● **TASK DETAILS**: Please reproduce the records below word for word, omitting the pictures.

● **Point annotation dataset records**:
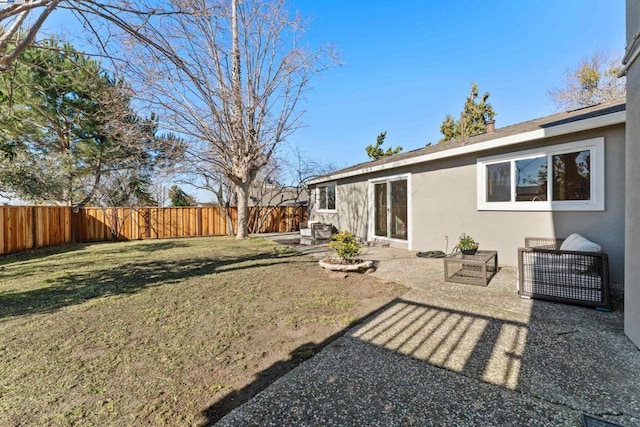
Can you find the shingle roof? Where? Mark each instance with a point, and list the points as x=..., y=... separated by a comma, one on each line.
x=531, y=125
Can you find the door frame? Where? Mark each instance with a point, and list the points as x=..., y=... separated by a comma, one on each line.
x=372, y=210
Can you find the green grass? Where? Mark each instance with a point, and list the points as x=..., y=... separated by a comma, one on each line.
x=161, y=332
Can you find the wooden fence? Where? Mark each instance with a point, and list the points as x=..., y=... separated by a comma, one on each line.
x=29, y=227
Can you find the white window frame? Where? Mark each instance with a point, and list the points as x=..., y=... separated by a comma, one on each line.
x=371, y=208
x=596, y=175
x=324, y=185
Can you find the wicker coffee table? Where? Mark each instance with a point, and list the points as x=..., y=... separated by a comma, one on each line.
x=477, y=269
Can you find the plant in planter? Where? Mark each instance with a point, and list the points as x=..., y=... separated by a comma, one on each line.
x=467, y=245
x=347, y=247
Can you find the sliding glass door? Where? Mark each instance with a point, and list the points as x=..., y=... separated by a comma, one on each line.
x=390, y=209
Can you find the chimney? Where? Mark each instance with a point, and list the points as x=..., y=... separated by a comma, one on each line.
x=491, y=126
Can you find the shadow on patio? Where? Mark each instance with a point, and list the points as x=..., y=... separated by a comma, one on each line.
x=459, y=354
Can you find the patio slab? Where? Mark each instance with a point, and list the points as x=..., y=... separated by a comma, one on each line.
x=448, y=353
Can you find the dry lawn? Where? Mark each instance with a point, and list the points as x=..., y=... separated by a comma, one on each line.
x=171, y=332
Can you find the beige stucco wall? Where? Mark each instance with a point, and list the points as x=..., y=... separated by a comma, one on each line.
x=444, y=203
x=632, y=249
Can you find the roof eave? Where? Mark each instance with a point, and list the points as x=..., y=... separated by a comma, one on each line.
x=559, y=130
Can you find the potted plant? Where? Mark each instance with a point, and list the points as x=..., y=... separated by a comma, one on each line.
x=467, y=245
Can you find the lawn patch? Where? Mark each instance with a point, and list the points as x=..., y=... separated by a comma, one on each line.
x=171, y=332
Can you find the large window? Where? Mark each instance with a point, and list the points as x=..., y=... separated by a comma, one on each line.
x=327, y=197
x=390, y=207
x=560, y=177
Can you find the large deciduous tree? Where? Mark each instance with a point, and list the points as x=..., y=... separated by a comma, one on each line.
x=72, y=129
x=230, y=77
x=592, y=81
x=477, y=112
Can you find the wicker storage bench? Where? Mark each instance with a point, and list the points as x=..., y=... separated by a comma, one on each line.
x=546, y=272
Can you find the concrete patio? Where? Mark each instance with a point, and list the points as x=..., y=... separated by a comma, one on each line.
x=448, y=353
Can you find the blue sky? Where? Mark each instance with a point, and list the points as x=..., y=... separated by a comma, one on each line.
x=408, y=64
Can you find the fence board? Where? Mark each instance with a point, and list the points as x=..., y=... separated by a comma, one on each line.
x=29, y=227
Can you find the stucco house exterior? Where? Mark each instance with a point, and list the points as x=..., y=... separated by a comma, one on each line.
x=547, y=177
x=632, y=227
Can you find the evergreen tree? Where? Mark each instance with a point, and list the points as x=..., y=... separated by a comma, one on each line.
x=375, y=152
x=179, y=198
x=477, y=112
x=70, y=126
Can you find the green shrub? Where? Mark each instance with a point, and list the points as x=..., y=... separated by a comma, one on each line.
x=345, y=245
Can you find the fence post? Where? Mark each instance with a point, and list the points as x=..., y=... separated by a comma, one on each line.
x=76, y=225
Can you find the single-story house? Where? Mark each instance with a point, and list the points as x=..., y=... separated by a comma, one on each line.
x=548, y=177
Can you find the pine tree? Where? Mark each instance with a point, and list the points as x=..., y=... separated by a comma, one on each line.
x=375, y=152
x=476, y=114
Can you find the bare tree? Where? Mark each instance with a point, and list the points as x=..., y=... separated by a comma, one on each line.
x=594, y=80
x=230, y=78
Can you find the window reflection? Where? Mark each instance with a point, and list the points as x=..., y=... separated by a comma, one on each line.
x=531, y=180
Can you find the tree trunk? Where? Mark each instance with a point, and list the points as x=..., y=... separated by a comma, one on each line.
x=242, y=191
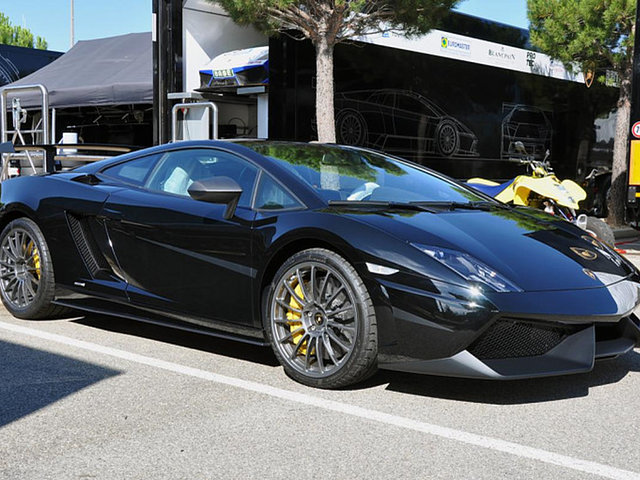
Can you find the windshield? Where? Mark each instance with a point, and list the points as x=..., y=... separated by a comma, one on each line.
x=349, y=174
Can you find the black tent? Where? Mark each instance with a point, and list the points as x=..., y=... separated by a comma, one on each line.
x=107, y=71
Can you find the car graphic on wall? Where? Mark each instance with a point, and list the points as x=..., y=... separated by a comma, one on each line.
x=527, y=124
x=401, y=122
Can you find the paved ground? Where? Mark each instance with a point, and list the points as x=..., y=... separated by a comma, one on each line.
x=102, y=398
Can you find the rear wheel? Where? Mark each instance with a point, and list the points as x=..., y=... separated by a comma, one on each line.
x=26, y=273
x=320, y=320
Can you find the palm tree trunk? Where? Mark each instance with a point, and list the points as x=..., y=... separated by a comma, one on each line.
x=324, y=91
x=616, y=201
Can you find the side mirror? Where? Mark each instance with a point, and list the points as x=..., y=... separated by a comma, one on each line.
x=217, y=190
x=519, y=146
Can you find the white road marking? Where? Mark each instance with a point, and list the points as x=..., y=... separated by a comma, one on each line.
x=491, y=443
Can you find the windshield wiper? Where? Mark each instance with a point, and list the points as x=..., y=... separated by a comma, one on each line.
x=419, y=206
x=478, y=205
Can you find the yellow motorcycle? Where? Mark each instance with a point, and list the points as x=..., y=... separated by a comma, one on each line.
x=540, y=188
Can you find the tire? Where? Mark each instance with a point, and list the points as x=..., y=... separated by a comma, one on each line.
x=27, y=281
x=351, y=128
x=601, y=230
x=320, y=320
x=447, y=139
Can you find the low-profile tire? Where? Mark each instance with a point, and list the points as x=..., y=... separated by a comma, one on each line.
x=27, y=280
x=601, y=230
x=320, y=320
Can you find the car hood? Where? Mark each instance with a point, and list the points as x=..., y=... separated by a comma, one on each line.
x=533, y=250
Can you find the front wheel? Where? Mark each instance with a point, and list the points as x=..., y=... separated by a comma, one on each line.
x=26, y=272
x=320, y=320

● **RESULT OF THE EXERCISE**:
Can you find the shingle roof? Where? Mark each instance with a point, and list the points as x=..., y=... separated by a comma, one on each line.
x=531, y=125
Can you find the door frame? Where? Mark each instance with a point, and list the points as x=..., y=... separated by a comma, one on each line.
x=372, y=210
Can you find the green grass? Where? Mark each instance with a point, and list the points as x=..., y=... separated by a comma, one on each line.
x=161, y=332
Can you find the wooden fence? Where? Mark each instance with a point, and list the points as x=..., y=... separated by a comma, one on each line.
x=29, y=227
Can you find the white window frame? Where? Mark each instance with a point, and list the points as x=..., y=... separated by a comma, one on each line.
x=371, y=208
x=596, y=175
x=324, y=185
Can you find the wicker coffee table? Where? Mark each instance with a point, and list the points as x=..., y=... separated by a comma, one on each line.
x=477, y=269
Can you find the plant in planter? Where? Mark each instance with a point, and list the points as x=..., y=... separated by a comma, one on each line.
x=467, y=245
x=347, y=247
Can you find the sliding glass door? Where? Mark each instance with a point, and list the points as x=..., y=... separated by a comma, one on each line.
x=390, y=209
Can you find the chimney? Where? Mark each instance with a point, and list the points as x=..., y=... separated by a comma, one on each line.
x=491, y=126
Can you find the shadow on patio? Where? Mark each instance with a point, and list the points as x=..., y=... separated by a comma, one on each line.
x=459, y=354
Can you find the patio slab? Where? Mark each instance with a point, and list the points as x=..., y=... separated by a comma, one on each line.
x=448, y=353
Can you find the dry lawn? Where? Mark each instance with a point, and list the points as x=..., y=... separated by a comma, one on each line.
x=171, y=332
Can you find the beige stucco wall? Where? Mark each instance with a point, and list the points as x=..., y=... separated by a comma, one on each line.
x=444, y=203
x=632, y=249
Can you find the roof eave? Where? Mark each instance with a point, and list the points as x=..., y=... separated by a comma, one on each line.
x=559, y=130
Can you find the potted plant? Where? Mark each instance with a point, and list the points as x=..., y=... separated by a comma, one on each line.
x=467, y=245
Can you find the lawn patch? Where? Mark each instance with a point, and list the points as x=..., y=... separated by a comma, one on each line.
x=171, y=332
Can you find the large window? Where? Mark each instance with a point, and list the points as x=..., y=... separated by a comma, one on each line.
x=327, y=197
x=390, y=207
x=560, y=177
Can you find the large deciduous tree? Where? Mark each instance with a point, and list the points as x=..., y=... separated by a comma, one on each line.
x=72, y=129
x=230, y=77
x=592, y=81
x=477, y=112
Can you find the wicker storage bench? Where? Mark each instance with a point, and list the points as x=..., y=... separated by a comma, one on each line.
x=546, y=272
Can you find the concrete patio? Where? Mark each instance with a point, and list the points as x=..., y=... separated by a comma, one on each line.
x=448, y=353
Can you find the blue sky? Where? Mark each instance with a point, and list the points as x=..., y=... separated by a comma, one on each line.
x=408, y=64
Can you find the fence board? Where? Mark each instance with a point, and list the points as x=..., y=... separated by a comma, one on each line.
x=29, y=227
Can you find the stucco house exterior? Where? Mark each instance with a point, and list the points as x=..., y=... separated by a comma, one on each line.
x=547, y=177
x=632, y=227
Can you find the evergreen tree? Where? Mark each instance with a point, and list the points as x=..., y=... separated by a comma, one on each line.
x=375, y=152
x=179, y=198
x=477, y=112
x=70, y=126
Can you find the green shrub? Where? Mark each instance with a point, and list the points as x=..., y=... separated by a comma, one on each line.
x=345, y=245
Can you find the fence post? Where? Mark each instance with a point, and list the points as x=..., y=... separated by a comma, one on each line.
x=76, y=225
Can you find the single-story house? Where? Mark each instance with a point, and list the points as x=..., y=... separated by a comma, one on each line.
x=548, y=177
Can you find the pine tree? Where? Mark each instance with a point, and list the points as x=..., y=... separated by a comma, one on each line.
x=375, y=152
x=476, y=114
Can you find the bare tree? Where? Mark each instance with a point, and list the points as x=..., y=... separated by a comma, one on each line.
x=594, y=80
x=230, y=78
Can you find the window reflection? Where? Mark each instance with a point, and list the points as x=..., y=... separated by a comma, one on each line.
x=531, y=180
Can you find the tree trunk? Where? Mark each instance with a point, and list the points as x=..., y=... separated by a comma, one on each line.
x=242, y=191
Can you find the windshield? Where? Mark each instance with a point, and list the points as x=..., y=... separated by a comma, one on each line.
x=349, y=174
Can you find the black tent? Where? Mark each instance with a point, and list the points as x=..., y=... separated by a comma, one on each line.
x=107, y=71
Can you find the car graphic on wall? Where? Mark each instance with a point, and list the points as x=..., y=... separated by a comma, one on each line.
x=527, y=124
x=401, y=122
Can you find the paved ground? Where? Mark each instance with a point, and list the points as x=..., y=... separated by a comma, one on each line.
x=102, y=398
Can you find the rear wheel? Where? Mark each instance with a point, and list the points as x=..., y=... separated by a comma, one on each line.
x=26, y=273
x=320, y=320
Can you find the palm tree trunk? Where? Mark each instance with a point, and list the points as x=..., y=... separated by a comma, one on each line.
x=324, y=91
x=616, y=201
Can you find the side mirror? Where? Mark each instance with a point, and list the points as x=..., y=... separated by a comma, one on each line.
x=217, y=190
x=519, y=146
Can you find the white road marking? Where? Mark each instance with a point, and list the points as x=..., y=... separated by a comma, one on each line.
x=491, y=443
Can you find the windshield wiper? Where? Mark each instance with a point, and list the points as x=..., y=... separated by a comma, one on each line.
x=419, y=206
x=478, y=205
Can you find the yellow motorcycle? Where? Mark each instance with a point, and list the points as x=..., y=... separated by a comma, one on each line.
x=540, y=188
Can you find the tire? Where? Mark each instance with a point, and list the points as x=..., y=... separated by a comma, one on each line.
x=27, y=281
x=351, y=128
x=601, y=230
x=320, y=320
x=447, y=139
Can you find the low-profile tire? Where? Mark each instance with a point, and list the points as x=..., y=... separated by a comma, one on each line.
x=27, y=280
x=601, y=230
x=320, y=320
Can you find the car hood? Where? Mark each instance with a point, and list the points as x=..., y=... separated by a comma, one on each line.
x=533, y=250
Can you find the front wheel? Where? Mark each instance with a point, and list the points as x=..., y=... separated by a comma, one on each line.
x=26, y=272
x=320, y=320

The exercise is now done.